◆ **What to produce**: Look through the records below for the line with "2L465 4L436 65L461". Return that line and each one after it up to and including the line with "positive clicks: (621, 186)", exactly.

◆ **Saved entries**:

════

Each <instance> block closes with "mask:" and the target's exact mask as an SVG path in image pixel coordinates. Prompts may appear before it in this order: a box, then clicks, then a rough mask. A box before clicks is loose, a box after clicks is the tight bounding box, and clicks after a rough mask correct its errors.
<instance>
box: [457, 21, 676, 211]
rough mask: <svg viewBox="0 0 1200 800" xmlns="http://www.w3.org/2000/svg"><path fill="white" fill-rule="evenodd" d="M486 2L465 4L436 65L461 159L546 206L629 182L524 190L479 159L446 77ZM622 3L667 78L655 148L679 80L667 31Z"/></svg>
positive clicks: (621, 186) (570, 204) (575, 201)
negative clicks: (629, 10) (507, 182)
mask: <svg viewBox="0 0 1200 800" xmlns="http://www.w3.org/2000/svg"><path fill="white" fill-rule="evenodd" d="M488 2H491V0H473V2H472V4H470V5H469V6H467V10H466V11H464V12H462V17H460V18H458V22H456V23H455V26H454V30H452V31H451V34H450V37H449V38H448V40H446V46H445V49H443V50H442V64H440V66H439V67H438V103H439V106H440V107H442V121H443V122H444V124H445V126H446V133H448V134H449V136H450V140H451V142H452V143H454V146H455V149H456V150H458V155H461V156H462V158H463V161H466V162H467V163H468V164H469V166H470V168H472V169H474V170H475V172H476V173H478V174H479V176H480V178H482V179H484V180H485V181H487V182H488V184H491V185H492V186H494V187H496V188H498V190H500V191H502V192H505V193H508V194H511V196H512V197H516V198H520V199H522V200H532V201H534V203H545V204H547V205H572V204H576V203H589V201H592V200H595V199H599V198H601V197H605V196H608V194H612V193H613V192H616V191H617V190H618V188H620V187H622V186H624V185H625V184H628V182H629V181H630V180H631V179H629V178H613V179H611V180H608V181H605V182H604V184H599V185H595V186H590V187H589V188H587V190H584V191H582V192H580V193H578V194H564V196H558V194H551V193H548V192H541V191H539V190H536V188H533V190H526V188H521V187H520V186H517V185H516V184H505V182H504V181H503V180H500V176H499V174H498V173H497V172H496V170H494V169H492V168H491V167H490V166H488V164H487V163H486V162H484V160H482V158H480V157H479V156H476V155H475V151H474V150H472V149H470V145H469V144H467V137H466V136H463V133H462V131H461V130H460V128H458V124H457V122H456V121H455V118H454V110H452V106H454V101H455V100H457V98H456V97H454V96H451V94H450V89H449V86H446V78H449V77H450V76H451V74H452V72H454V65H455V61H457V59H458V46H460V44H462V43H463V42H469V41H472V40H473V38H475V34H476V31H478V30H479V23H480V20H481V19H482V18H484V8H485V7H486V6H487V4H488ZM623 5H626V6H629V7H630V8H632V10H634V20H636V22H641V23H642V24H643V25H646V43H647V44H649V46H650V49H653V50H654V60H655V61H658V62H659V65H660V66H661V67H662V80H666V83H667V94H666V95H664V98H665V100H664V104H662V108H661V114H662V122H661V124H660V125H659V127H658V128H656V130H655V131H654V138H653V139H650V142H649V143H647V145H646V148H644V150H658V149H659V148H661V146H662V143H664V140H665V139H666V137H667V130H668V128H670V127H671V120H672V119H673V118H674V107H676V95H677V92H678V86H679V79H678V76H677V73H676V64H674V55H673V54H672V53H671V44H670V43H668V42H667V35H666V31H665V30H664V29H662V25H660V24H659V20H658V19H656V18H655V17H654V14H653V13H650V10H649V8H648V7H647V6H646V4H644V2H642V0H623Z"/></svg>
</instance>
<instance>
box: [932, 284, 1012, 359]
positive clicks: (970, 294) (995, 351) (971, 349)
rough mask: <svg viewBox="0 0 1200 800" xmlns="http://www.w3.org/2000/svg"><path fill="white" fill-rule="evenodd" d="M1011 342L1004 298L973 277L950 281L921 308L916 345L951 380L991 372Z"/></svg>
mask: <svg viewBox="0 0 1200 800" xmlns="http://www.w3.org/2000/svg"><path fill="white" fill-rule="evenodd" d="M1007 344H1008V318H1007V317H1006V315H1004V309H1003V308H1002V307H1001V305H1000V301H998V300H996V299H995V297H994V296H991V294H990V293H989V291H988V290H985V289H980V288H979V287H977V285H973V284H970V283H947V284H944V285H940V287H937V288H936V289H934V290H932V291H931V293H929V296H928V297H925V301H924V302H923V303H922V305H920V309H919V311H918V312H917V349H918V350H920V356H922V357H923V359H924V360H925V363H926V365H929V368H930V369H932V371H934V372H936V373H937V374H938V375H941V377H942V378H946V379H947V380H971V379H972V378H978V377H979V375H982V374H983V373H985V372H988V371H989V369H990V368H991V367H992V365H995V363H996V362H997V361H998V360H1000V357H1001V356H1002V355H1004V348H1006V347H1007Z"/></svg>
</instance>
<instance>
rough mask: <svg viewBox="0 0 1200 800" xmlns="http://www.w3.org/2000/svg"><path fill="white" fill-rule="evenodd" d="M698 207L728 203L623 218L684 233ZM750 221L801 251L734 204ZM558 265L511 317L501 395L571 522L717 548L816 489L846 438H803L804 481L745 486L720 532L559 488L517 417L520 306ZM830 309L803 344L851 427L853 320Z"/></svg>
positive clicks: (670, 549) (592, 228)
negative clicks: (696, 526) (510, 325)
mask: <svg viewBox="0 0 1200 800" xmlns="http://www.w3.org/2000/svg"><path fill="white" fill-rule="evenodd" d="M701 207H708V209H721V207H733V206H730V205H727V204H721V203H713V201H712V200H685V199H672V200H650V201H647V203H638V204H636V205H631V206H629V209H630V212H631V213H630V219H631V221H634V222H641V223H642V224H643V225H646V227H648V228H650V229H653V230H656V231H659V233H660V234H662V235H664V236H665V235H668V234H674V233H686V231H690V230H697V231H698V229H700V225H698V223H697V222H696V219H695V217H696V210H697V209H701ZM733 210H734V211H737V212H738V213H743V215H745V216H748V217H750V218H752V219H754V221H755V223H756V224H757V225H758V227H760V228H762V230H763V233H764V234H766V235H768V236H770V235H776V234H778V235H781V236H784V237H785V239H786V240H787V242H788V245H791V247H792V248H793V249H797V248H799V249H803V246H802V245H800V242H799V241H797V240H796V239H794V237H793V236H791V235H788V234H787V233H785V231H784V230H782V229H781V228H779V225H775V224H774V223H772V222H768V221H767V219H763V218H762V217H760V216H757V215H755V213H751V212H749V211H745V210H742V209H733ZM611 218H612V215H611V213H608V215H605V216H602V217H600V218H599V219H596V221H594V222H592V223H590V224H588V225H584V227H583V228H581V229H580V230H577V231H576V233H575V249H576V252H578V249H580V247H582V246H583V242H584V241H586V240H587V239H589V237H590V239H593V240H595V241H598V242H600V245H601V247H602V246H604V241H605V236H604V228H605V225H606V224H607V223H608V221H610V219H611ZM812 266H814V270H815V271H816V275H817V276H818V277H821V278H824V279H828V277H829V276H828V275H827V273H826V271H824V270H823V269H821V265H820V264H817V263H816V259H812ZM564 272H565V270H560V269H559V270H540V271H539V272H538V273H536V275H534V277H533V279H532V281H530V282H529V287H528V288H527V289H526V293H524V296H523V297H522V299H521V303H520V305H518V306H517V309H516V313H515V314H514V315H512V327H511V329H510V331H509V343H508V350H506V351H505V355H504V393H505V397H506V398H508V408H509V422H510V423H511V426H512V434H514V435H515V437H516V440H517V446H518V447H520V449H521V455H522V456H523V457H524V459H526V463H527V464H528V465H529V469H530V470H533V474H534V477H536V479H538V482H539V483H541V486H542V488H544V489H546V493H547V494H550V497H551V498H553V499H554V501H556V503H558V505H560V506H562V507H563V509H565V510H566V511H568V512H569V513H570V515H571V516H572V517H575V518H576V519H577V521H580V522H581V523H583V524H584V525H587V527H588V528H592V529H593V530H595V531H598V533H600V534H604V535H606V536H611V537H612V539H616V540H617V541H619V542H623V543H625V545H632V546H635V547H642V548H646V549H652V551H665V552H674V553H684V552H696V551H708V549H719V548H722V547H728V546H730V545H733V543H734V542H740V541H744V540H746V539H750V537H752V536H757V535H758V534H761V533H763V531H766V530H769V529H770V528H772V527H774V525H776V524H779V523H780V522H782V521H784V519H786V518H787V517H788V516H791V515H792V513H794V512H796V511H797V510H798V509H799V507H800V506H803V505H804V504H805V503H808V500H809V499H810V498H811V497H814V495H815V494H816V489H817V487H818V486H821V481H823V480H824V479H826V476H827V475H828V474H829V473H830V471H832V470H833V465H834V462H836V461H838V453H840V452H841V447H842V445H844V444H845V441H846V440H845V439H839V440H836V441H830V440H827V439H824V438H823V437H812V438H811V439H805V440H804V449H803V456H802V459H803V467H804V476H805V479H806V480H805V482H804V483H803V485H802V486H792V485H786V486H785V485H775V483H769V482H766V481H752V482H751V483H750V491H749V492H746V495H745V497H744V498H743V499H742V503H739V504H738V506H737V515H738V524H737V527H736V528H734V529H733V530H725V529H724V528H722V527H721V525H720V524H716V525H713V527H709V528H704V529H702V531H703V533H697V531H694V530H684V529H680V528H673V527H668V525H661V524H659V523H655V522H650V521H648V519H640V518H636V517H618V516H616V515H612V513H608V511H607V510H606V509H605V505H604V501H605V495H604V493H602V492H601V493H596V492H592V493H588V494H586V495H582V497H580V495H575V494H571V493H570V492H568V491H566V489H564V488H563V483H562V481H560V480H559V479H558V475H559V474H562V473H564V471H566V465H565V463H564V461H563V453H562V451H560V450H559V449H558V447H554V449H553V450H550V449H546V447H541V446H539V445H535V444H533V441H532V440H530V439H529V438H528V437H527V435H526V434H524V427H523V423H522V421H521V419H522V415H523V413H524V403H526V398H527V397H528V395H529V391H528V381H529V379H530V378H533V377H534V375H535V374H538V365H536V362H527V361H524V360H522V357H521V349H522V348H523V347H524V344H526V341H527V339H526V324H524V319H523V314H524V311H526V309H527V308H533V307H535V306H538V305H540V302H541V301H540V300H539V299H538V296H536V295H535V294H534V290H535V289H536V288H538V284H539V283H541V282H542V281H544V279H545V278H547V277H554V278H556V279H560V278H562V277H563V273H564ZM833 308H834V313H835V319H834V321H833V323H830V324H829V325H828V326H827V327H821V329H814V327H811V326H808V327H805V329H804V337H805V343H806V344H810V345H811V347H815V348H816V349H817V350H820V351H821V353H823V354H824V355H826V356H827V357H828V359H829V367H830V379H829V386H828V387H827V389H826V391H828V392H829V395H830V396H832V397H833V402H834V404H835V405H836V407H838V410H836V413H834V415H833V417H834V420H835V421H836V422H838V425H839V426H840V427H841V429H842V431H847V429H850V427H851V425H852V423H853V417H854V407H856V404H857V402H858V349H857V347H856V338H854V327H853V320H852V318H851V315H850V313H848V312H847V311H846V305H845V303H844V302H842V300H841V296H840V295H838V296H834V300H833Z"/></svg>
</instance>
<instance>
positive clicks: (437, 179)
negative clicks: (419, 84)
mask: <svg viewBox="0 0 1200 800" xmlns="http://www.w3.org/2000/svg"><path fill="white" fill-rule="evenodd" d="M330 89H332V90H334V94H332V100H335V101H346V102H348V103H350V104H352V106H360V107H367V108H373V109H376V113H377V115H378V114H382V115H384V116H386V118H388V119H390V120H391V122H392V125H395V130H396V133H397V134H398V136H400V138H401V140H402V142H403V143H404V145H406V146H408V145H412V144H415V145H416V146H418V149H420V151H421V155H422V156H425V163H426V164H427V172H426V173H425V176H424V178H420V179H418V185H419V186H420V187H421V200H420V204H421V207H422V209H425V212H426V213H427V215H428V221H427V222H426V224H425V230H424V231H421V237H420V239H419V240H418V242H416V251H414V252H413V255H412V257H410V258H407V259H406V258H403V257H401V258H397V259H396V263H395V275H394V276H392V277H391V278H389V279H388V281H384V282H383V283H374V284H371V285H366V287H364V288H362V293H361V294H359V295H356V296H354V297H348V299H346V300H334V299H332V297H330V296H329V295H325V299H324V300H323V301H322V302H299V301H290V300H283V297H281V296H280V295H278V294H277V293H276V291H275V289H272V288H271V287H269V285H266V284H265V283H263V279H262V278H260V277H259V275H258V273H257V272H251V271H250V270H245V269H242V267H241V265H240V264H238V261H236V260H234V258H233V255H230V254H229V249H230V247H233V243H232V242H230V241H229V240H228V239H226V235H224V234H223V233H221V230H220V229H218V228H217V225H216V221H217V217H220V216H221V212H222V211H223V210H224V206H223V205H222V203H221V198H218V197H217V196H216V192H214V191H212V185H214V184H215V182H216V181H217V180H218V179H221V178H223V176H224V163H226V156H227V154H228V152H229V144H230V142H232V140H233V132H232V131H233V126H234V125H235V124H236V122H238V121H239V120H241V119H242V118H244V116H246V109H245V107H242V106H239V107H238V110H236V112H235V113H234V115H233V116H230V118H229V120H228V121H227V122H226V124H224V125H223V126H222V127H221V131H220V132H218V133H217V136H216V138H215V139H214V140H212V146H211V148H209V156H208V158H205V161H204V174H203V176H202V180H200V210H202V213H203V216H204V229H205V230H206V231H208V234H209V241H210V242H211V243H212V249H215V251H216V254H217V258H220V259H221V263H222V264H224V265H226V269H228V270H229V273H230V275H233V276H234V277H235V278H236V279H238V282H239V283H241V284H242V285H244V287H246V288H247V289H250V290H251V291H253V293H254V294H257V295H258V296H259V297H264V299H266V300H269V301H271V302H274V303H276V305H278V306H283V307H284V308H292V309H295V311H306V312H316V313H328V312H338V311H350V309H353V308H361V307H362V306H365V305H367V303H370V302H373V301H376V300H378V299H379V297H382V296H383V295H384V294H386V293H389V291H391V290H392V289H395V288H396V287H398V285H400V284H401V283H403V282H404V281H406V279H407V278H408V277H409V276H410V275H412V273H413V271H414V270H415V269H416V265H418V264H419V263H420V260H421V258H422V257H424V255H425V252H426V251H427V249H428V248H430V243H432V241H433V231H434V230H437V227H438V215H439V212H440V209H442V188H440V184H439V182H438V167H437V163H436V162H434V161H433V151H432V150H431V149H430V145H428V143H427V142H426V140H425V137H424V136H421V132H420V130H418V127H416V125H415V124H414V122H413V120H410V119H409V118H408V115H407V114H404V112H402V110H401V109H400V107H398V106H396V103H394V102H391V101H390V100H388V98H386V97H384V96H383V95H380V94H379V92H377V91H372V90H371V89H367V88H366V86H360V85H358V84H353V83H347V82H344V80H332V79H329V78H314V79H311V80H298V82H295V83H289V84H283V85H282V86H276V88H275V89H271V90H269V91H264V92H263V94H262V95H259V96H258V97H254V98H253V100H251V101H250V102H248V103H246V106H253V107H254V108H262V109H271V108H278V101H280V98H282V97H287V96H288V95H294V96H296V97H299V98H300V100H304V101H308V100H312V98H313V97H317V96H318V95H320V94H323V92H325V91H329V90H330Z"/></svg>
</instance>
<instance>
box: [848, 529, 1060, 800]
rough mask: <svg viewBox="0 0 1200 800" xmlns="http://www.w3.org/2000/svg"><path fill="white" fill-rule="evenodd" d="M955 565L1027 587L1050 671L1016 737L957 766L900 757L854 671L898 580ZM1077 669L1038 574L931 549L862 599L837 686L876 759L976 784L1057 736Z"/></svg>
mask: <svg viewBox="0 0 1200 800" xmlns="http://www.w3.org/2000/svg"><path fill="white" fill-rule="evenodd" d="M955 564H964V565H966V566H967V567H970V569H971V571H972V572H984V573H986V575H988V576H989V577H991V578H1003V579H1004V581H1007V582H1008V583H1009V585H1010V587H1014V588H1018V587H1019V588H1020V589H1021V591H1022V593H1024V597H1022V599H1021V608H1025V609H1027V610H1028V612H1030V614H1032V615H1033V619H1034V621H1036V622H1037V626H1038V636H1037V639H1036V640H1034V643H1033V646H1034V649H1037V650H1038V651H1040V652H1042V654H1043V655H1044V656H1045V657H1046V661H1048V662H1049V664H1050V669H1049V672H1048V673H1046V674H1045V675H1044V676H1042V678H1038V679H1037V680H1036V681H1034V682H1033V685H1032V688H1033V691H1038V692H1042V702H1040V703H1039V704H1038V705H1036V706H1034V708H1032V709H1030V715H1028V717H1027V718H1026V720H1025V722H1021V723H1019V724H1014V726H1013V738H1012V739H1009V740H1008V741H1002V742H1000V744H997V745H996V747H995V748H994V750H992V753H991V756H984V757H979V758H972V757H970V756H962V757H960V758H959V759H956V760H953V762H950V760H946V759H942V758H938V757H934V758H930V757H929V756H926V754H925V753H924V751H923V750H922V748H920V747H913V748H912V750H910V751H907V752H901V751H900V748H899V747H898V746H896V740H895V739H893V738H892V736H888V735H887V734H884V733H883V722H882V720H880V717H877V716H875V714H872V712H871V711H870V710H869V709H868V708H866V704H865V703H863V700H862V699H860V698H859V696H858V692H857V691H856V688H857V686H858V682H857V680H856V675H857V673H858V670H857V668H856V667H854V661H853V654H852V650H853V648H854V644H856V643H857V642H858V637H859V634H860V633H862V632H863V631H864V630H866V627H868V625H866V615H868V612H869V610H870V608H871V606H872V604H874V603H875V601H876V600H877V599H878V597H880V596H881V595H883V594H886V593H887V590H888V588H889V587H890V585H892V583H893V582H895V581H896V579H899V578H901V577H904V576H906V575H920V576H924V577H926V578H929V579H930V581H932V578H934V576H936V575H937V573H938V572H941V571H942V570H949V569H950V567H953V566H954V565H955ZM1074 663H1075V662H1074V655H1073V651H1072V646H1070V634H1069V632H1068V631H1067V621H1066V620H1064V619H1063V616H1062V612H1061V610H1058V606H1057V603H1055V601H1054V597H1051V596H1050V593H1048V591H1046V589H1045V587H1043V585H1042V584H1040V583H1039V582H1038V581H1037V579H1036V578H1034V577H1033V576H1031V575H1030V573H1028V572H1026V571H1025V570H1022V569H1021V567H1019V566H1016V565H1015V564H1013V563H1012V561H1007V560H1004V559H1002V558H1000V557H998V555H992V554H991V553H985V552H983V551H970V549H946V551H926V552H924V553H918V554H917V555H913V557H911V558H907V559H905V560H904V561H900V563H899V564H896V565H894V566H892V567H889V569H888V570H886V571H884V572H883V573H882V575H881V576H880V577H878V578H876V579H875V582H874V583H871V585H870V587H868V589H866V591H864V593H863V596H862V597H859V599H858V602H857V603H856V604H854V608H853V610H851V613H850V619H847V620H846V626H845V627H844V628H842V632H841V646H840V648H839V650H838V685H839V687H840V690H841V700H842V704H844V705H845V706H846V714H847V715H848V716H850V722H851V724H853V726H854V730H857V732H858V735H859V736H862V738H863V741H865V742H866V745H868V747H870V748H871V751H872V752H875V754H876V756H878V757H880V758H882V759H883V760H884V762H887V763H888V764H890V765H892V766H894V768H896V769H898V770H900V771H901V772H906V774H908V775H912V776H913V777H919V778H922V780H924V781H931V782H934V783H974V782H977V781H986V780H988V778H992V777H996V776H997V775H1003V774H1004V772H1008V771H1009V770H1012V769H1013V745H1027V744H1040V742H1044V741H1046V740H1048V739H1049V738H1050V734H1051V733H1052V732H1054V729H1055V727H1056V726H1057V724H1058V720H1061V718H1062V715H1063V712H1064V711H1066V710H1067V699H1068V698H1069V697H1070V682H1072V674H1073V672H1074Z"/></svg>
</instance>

════

◆ **Solved exercise**:
rough mask: <svg viewBox="0 0 1200 800" xmlns="http://www.w3.org/2000/svg"><path fill="white" fill-rule="evenodd" d="M486 2L465 4L436 65L461 159L546 206L629 182L524 190L479 159L446 77ZM622 3L667 78L655 148L679 80L667 31Z"/></svg>
positive clicks: (621, 186) (570, 204) (575, 201)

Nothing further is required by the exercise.